▶ TASK BRIEF
For every entry below, give an exact repeat and leave out the pictures.

RECORDS SHOWN START

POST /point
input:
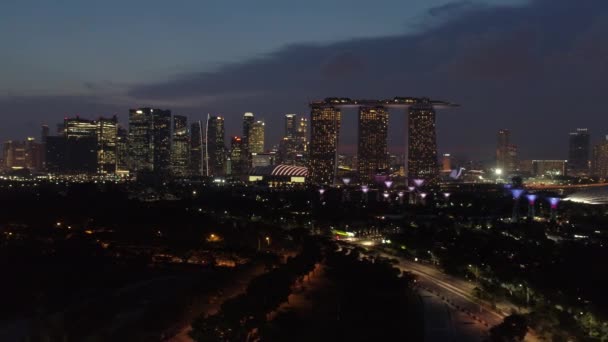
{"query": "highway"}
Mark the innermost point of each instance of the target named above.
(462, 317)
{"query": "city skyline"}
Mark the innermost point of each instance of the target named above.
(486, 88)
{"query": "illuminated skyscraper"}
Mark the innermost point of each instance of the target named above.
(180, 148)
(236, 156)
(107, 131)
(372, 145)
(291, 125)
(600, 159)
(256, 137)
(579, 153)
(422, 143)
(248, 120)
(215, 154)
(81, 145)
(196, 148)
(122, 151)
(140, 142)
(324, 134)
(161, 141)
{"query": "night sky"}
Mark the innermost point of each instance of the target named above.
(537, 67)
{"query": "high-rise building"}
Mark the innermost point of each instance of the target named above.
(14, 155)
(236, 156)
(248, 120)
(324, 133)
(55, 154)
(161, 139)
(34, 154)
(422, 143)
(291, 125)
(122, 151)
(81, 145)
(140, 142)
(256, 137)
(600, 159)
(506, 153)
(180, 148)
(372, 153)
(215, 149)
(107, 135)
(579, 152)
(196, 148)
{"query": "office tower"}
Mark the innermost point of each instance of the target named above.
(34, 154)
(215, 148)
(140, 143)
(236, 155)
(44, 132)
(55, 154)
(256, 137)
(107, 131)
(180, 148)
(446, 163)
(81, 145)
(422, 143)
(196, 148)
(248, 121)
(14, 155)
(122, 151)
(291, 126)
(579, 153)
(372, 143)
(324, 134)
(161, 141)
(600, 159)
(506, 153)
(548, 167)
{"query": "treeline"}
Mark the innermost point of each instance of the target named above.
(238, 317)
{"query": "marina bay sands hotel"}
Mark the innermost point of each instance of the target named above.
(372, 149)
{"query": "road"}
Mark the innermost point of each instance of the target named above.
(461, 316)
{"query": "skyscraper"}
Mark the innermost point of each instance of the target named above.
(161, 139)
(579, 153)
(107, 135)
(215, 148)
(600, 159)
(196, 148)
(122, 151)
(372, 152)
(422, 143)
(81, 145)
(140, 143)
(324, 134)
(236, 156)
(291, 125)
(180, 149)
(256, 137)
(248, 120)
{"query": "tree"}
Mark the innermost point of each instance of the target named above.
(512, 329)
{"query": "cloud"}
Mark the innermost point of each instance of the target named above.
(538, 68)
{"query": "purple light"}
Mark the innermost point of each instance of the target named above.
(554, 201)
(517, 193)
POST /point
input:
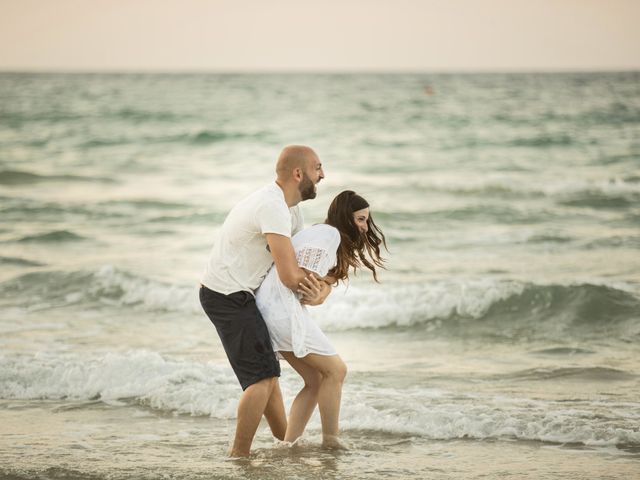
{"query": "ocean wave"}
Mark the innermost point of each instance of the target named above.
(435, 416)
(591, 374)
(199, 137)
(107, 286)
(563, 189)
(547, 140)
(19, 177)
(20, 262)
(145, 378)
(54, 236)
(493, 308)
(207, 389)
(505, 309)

RECORDS SHOWN END

▶ FINISHED EXERCISE
POST /point
input:
{"query": "highway"}
Mark the innermost point of each instance of the target named above.
(462, 317)
{"query": "city skyline"}
Mark the innermost point of each instance of the target named above.
(486, 88)
{"query": "illuminated skyscraper"}
Mark the innermost point of each instance of the target named above.
(180, 148)
(236, 156)
(107, 131)
(372, 145)
(291, 125)
(600, 159)
(256, 137)
(579, 153)
(422, 143)
(248, 120)
(215, 154)
(81, 145)
(196, 148)
(122, 151)
(140, 142)
(324, 134)
(161, 141)
{"query": "night sky"}
Mark the innermost point of each instance of the target named above.
(537, 67)
{"query": "high-rise building"}
Mark the innermost point of each instance of the target named above.
(14, 155)
(236, 156)
(248, 120)
(324, 133)
(55, 154)
(161, 139)
(34, 154)
(422, 143)
(291, 125)
(122, 151)
(81, 145)
(140, 142)
(256, 137)
(600, 159)
(506, 153)
(180, 148)
(372, 153)
(215, 149)
(107, 135)
(579, 152)
(196, 148)
{"query": "office tower"}
Mark the innermost point of each instance of the target named above.
(34, 154)
(215, 148)
(140, 143)
(236, 155)
(44, 132)
(55, 154)
(256, 137)
(107, 131)
(180, 148)
(446, 163)
(81, 145)
(422, 143)
(196, 148)
(248, 121)
(14, 155)
(122, 151)
(291, 126)
(579, 153)
(372, 143)
(324, 134)
(161, 141)
(600, 159)
(506, 153)
(548, 167)
{"query": "treeline"}
Mark the innermost point of each instance of the target named above.
(238, 317)
{"query": "marina bay sands hotel"}
Mark the innermost point of each instance of the target named above.
(372, 149)
{"query": "road"}
Mark the innermost point of each instance of the target named above.
(461, 316)
{"query": "skyscraper"}
Mark the innermost point of each instance of the target named above.
(161, 139)
(579, 153)
(107, 135)
(215, 148)
(600, 159)
(196, 148)
(122, 151)
(372, 152)
(422, 143)
(81, 145)
(140, 143)
(324, 134)
(236, 156)
(291, 125)
(180, 149)
(256, 137)
(248, 120)
{"query": "tree"}
Mark the innermost point of each instance of the target named above.
(512, 329)
{"query": "cloud"}
Mark the innermost point of each instance of the target named above.
(538, 68)
{"query": "purple light"}
Mark the innermost point of each instance of the target named above.
(554, 201)
(517, 193)
POST /point
input:
{"query": "ocean wave"}
Mark the innermost point of each instance of the target named above.
(435, 416)
(591, 374)
(199, 137)
(107, 286)
(563, 189)
(547, 140)
(19, 177)
(20, 262)
(145, 378)
(54, 236)
(493, 308)
(207, 389)
(505, 309)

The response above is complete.